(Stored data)

## start

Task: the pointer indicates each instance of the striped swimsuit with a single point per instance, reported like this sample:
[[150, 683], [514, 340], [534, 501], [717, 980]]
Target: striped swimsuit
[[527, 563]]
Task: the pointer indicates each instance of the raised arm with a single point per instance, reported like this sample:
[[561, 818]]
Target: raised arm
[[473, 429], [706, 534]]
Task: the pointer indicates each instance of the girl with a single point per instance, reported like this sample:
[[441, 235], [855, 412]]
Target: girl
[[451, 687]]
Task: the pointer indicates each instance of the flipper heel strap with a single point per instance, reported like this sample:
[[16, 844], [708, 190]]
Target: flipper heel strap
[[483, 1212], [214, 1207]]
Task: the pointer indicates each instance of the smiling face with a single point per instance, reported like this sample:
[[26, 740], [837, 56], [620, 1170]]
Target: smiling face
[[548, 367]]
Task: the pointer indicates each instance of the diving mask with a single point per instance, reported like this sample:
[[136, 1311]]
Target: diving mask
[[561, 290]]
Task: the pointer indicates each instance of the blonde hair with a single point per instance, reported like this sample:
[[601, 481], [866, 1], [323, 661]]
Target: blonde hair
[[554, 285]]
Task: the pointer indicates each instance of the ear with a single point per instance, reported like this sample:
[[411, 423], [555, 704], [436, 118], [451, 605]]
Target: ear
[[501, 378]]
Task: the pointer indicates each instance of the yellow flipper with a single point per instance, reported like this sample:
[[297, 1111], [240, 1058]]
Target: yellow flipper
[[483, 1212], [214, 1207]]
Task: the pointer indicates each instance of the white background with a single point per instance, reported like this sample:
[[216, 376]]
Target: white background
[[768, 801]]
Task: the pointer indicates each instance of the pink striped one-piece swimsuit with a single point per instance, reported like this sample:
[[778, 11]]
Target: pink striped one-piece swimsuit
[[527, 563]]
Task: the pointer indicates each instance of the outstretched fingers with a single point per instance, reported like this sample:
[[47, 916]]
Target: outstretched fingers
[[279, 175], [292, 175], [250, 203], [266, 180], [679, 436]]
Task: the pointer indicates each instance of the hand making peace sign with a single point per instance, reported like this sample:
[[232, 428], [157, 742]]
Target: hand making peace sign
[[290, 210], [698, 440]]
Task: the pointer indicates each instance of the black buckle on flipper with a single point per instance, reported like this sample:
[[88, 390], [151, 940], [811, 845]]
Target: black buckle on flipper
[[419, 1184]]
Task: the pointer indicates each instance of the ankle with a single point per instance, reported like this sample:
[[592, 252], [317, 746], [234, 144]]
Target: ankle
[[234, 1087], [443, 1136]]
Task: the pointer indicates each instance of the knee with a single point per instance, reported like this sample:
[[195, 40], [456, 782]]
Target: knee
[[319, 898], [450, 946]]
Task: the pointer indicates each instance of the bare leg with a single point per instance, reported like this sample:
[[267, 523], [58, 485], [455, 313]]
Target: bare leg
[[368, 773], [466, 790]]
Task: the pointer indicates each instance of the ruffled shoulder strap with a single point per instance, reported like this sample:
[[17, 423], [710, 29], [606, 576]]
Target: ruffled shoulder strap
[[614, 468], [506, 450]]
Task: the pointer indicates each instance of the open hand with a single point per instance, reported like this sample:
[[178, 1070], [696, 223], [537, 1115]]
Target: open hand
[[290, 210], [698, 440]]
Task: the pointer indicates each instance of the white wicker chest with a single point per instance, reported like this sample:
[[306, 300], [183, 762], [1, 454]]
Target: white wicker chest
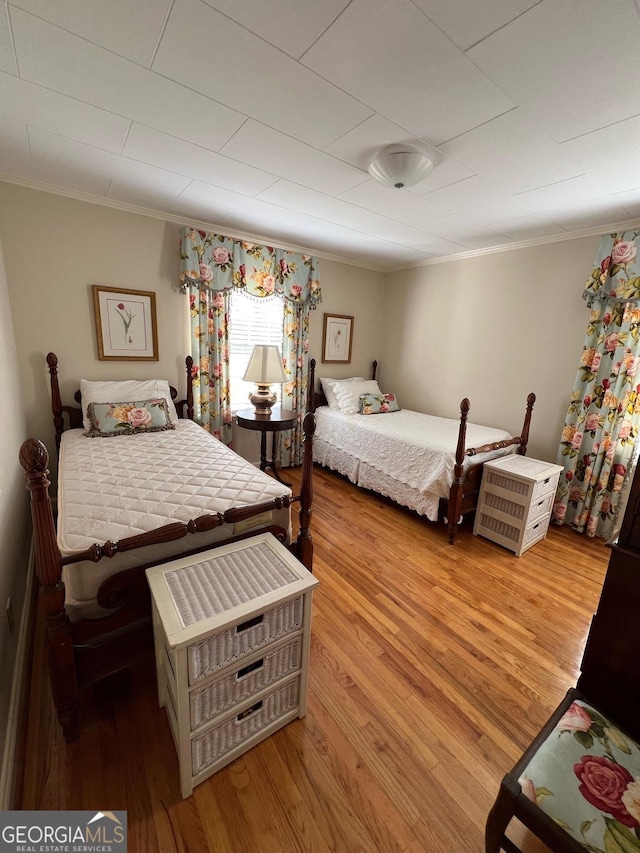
[[232, 628], [516, 498]]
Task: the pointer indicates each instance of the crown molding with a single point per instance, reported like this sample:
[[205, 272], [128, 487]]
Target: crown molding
[[305, 250]]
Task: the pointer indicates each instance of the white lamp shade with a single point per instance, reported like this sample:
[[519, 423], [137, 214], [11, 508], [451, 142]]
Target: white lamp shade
[[400, 168], [265, 366]]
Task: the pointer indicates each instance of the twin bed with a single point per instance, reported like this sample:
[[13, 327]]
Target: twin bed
[[431, 465]]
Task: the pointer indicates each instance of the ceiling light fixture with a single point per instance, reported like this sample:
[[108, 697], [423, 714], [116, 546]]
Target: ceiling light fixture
[[400, 167]]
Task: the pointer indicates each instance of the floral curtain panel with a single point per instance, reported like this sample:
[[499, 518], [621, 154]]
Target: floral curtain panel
[[211, 266], [603, 417]]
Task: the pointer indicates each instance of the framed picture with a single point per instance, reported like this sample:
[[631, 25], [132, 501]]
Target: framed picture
[[338, 333], [125, 324]]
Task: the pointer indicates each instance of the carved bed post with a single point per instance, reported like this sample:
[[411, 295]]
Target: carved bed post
[[56, 401], [456, 493], [524, 435], [304, 541], [62, 671]]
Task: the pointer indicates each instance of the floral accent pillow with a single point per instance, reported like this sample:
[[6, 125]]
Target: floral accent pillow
[[586, 777], [378, 404], [109, 419]]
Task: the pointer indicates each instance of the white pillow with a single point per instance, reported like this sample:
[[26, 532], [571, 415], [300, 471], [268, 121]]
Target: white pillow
[[124, 391], [329, 386], [348, 394]]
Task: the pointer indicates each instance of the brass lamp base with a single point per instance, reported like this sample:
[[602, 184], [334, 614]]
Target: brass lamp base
[[262, 400]]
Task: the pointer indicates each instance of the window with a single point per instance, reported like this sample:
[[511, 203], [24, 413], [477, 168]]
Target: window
[[251, 321]]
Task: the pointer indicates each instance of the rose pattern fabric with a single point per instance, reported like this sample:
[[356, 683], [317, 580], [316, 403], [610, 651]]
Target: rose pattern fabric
[[211, 266], [603, 415], [586, 777]]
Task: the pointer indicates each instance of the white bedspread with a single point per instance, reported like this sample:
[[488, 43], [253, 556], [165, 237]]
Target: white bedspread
[[112, 488], [406, 455]]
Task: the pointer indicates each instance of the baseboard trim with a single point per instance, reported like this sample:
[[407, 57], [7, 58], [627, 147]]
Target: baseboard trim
[[13, 759]]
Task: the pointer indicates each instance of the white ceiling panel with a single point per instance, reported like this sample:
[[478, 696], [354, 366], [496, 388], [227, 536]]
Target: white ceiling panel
[[573, 68], [478, 199], [390, 56], [25, 103], [467, 23], [514, 153], [167, 152], [7, 56], [68, 64], [576, 203], [281, 155], [271, 87], [291, 25], [129, 29], [611, 156]]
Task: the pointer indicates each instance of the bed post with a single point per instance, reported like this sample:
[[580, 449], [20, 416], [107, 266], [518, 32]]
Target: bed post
[[59, 644], [189, 364], [455, 495], [524, 435], [56, 401], [304, 545]]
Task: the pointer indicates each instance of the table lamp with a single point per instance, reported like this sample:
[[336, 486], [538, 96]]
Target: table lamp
[[265, 369]]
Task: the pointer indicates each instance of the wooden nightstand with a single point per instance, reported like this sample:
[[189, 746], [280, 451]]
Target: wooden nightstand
[[277, 421]]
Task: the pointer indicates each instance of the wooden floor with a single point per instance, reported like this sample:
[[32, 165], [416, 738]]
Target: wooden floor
[[431, 668]]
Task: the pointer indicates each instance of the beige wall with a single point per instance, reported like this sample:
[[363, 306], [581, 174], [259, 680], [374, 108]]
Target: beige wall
[[14, 511], [491, 328]]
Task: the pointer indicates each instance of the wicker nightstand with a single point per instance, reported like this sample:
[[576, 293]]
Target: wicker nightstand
[[232, 630], [516, 498]]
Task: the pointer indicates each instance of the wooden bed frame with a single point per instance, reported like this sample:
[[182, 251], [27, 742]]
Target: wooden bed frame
[[83, 651], [463, 495]]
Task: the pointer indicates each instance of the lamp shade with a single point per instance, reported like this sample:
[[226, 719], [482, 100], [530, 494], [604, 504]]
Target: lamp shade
[[265, 366], [400, 168]]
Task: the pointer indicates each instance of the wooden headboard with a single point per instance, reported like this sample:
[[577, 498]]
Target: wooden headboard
[[317, 398]]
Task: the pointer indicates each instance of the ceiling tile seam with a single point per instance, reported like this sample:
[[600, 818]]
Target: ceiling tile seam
[[162, 32], [326, 29], [502, 26]]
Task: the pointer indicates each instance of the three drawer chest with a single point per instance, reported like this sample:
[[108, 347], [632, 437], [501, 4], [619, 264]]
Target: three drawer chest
[[232, 629], [516, 499]]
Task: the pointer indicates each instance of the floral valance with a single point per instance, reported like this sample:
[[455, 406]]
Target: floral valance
[[221, 263], [616, 271]]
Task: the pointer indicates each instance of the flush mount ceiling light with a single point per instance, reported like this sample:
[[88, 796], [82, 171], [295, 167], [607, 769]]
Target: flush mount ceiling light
[[400, 168]]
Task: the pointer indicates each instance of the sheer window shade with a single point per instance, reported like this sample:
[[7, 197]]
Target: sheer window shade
[[251, 321]]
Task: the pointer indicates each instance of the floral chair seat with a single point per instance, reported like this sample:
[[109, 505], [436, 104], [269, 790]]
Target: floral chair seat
[[586, 777]]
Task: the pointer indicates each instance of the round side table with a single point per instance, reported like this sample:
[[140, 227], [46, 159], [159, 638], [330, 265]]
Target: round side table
[[277, 421]]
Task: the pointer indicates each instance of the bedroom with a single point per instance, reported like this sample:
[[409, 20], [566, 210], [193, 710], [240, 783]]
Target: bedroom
[[429, 327]]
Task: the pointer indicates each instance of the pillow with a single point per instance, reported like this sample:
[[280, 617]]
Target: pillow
[[348, 394], [108, 419], [128, 389], [370, 404], [329, 387]]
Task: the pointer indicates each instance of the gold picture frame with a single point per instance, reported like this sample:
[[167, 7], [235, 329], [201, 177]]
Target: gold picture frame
[[337, 339], [126, 325]]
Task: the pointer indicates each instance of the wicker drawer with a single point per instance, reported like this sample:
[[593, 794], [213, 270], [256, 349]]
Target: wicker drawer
[[252, 677], [210, 747], [224, 648]]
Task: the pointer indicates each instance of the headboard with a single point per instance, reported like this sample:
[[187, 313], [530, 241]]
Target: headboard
[[317, 398]]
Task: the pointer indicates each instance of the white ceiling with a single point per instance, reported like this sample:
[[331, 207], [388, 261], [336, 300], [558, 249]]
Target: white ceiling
[[260, 117]]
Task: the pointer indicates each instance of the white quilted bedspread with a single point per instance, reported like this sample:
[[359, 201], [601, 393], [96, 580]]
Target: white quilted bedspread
[[411, 449], [111, 488]]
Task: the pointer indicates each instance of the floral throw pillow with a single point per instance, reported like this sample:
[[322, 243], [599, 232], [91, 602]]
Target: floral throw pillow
[[378, 404], [586, 777], [109, 419]]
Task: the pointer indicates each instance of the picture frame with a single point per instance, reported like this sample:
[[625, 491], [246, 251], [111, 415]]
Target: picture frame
[[126, 326], [337, 339]]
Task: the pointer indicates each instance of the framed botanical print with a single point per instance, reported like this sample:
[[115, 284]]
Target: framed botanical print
[[338, 333], [125, 324]]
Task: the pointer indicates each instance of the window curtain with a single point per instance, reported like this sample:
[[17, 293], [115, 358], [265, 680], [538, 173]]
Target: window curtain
[[603, 417], [211, 266]]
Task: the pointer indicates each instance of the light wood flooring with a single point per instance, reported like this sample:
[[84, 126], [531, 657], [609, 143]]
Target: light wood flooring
[[431, 668]]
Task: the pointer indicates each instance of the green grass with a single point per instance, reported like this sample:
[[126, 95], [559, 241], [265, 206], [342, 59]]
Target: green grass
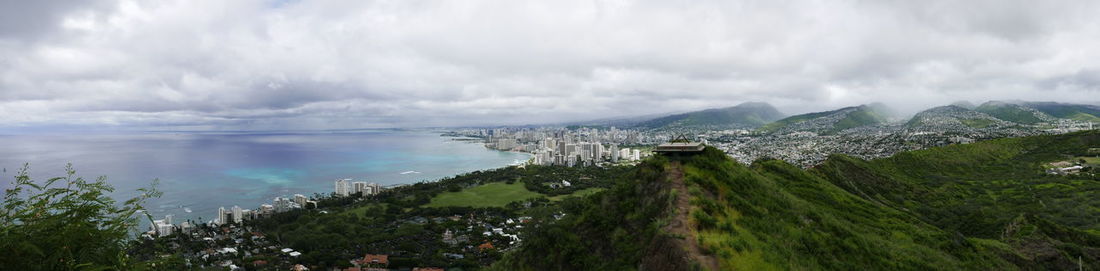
[[363, 210], [581, 193], [486, 195], [1088, 160]]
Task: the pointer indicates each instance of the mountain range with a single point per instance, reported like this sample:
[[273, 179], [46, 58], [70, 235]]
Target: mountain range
[[766, 119], [982, 206]]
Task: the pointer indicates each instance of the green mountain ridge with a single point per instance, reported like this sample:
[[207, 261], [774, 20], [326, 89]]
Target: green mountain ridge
[[832, 121], [980, 206], [747, 115], [1013, 112], [1081, 112]]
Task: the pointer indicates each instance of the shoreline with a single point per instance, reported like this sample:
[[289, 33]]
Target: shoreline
[[183, 215]]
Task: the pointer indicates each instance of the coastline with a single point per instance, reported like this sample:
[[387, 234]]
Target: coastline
[[325, 187]]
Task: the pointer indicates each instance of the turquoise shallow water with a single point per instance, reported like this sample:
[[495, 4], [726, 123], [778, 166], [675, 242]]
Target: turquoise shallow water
[[204, 171]]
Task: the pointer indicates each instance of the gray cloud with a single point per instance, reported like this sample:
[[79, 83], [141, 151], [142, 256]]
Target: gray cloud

## end

Aim - Give the lines of the data above as a JSON list of strings, one string per line and no blank lines, starting at the line that contains "Task: the pointer indicates each instance of the brass" and ending at the line that contains "[[13, 759]]", both included.

Problem solution -
[
  "Task: the pointer indicates each instance of the brass lamp base with a single point per instance, reported like this sample:",
  "[[602, 184], [334, 614]]",
  "Target: brass lamp base",
  "[[262, 400]]",
  "Task: the pointer indicates each instance of the window with a single point per instance, reported like this sample:",
  "[[511, 203], [24, 413], [477, 168]]",
  "Target: window",
  "[[251, 321]]",
  "Task: the pointer indicates each instance of the rose pattern fabric with a single point per instance, reported like this sample:",
  "[[356, 683], [317, 580], [316, 403], [610, 651]]",
  "Target: rose pattern fabric",
  "[[211, 266], [603, 415], [586, 777]]",
  "Task: the pointer indicates each instance of the white bedspread with a single point per instance, reported like this sample:",
  "[[488, 43], [253, 556], [165, 237]]",
  "Target: white bedspread",
  "[[112, 488], [406, 455]]",
  "Task: the pointer indicates each instance of the baseboard trim with a single point per instance, reported like this sample:",
  "[[407, 57], [7, 58], [627, 147]]",
  "Target: baseboard trim",
  "[[13, 759]]"
]